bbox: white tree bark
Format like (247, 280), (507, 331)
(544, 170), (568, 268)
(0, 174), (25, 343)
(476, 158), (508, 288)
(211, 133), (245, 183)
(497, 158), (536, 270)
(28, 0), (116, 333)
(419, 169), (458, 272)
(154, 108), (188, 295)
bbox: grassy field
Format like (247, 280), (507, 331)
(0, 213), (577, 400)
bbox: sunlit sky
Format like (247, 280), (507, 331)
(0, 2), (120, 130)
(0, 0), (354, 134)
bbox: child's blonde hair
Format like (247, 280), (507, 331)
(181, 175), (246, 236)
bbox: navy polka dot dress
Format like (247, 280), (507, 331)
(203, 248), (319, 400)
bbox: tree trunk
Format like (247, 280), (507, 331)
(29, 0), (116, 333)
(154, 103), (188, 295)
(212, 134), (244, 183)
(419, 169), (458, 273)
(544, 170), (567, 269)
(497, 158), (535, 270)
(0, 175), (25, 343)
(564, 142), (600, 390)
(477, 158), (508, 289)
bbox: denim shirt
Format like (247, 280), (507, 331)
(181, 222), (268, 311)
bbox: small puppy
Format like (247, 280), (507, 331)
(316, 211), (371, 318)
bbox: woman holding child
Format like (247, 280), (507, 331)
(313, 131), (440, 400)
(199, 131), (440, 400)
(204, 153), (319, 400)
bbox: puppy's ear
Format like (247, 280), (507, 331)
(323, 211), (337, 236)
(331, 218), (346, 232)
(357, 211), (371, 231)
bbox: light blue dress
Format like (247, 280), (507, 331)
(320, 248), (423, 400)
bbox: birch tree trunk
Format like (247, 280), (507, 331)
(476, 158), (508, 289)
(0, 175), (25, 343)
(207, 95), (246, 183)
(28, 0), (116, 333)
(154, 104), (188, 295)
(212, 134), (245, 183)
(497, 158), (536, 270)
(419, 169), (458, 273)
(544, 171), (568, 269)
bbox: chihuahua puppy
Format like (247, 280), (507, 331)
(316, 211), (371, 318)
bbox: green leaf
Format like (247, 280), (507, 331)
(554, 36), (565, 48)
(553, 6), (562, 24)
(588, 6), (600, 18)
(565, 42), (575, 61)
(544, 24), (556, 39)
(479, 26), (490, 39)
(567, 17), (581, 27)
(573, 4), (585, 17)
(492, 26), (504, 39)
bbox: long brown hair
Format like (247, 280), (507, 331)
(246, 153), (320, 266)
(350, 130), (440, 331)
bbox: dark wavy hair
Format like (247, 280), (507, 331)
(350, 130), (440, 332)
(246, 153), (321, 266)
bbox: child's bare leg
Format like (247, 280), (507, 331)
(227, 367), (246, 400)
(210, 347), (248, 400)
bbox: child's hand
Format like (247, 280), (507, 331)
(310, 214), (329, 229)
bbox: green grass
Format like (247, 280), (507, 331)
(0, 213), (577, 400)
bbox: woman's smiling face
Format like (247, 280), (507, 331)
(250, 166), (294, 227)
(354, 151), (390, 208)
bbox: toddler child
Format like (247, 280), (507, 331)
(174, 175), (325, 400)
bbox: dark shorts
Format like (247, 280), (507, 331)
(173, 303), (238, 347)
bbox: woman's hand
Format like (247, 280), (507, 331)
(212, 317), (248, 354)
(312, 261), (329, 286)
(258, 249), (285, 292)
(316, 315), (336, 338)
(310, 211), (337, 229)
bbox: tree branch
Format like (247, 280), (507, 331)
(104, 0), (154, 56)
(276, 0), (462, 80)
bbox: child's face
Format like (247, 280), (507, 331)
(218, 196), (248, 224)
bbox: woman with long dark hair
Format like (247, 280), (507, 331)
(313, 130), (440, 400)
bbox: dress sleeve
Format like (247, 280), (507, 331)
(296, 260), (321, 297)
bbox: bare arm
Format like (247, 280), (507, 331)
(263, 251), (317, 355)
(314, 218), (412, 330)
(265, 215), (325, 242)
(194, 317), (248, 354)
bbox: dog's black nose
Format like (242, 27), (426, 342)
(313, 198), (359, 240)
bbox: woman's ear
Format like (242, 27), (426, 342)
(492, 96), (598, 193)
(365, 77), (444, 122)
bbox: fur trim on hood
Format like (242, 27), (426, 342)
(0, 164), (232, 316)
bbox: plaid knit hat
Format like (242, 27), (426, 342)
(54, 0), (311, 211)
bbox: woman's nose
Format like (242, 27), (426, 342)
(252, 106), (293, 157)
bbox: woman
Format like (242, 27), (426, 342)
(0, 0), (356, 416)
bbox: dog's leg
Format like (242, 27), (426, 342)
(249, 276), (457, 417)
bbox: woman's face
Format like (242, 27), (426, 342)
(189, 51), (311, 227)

□ □ □ □ □

Objective |
From the line that contains "bbox: woman's ear" down to the last line of the listing above, repeat each line exactly, and include nothing else.

Solution to the problem |
bbox: woman's ear
Format like (242, 27), (426, 342)
(492, 96), (598, 193)
(365, 77), (444, 122)
bbox: fur trim on hood
Format like (242, 27), (426, 342)
(0, 164), (232, 316)
bbox: plaid knit hat
Format like (242, 27), (426, 342)
(54, 0), (311, 211)
bbox: woman's nose
Format like (242, 27), (426, 342)
(252, 106), (293, 157)
bbox: woman
Format like (242, 27), (426, 342)
(0, 0), (356, 416)
bbox: dog's leg
Format like (242, 27), (426, 342)
(249, 276), (457, 417)
bbox: woman's face
Format like (242, 27), (426, 342)
(189, 51), (311, 227)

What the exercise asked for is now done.